======== Brano

Incremento dei ricoveri
«Stiamo registrando un incremento dei ricoveri, anche di quelli in terapia intensiva. Un fenomeno tollerabile dalle strutture sanitarie, che non ha nulla a che vedere con quanto abbiamo visto a marzo, ma che non deve essere sottovalutato», spiega il direttore del dipartimento. Secondo Antonelli il disallineamento con i dati quotidiani forniti dalla Regione Lazio - ieri fermi a 17 ricoveri in terapia intensiva, con 410 pazienti in ospedale - è «probabilmente dovuto ad un ritardo da parte delle strutture nella comunicazione dei dati». «Bisogna anche dire che la nuova organizzazione delle strutture e i letti in più assicurati a livello regionale consentono di affrontare la situazione con tranquillità. Se, per ipotesi, la situazione dovesse arrivare ad avere un impatto simile a quello di marzo-aprile - aggiunge Antonelli - dobbiamo sottolineare che oggi siamo anche più preparati: conosciamo meglio il nostro nemico e sappiamo identificare e trattare prima i pazienti con sintomi». Risultato? «I pazienti impegnativi arrivano prima in ospedale e, quando serve, arrivano prima anche in terapia intensiva: così - testimonia l'esperto - possiamo trattarli in modo precoce».
Come si trattano i pazienti
La terapia si conferma quella consolidata nei mesi bui della crisi: «Se c'è una polmonite da Covid, i pazienti possono essere ventilati, o in base alle loro condizioni intubati, pronati (messi a pancia in giù) o sottoposti a circolazione extracorporea. E la risposta richiede tempo. Se a marzo i ricoveri in terapia intensiva duravano 3-4 settimane, adesso - spiega il direttore - vediamo questi pazienti per 10-15 giorni, rispetto ai 4-5 giorni di un ricovero medio in terapia intensiva». Insomma, anche se la maggior parte dei casi Covid intercettati oggi ha nessuno o pochi sintomi, «l'intensità della malattia non è cambiata».

================

■ Consegna
Spiega a cosa attribuisce Antonelli, nel brano, il disallineamento tra l'aumento dei ricoveri che descrive e i dati quotidiani forniti dalla Regione Lazio.

======== Estratto dei dati

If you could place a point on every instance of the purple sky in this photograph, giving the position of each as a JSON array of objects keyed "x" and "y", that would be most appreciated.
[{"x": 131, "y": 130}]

================

■ Risultato
Antonelli lo attribuisce probabilmente a un ritardo delle strutture nella comunicazione dei dati. Per questo le cifre della Regione Lazio erano ieri ferme a 17 ricoveri in terapia intensiva e 410 pazienti in ospedale.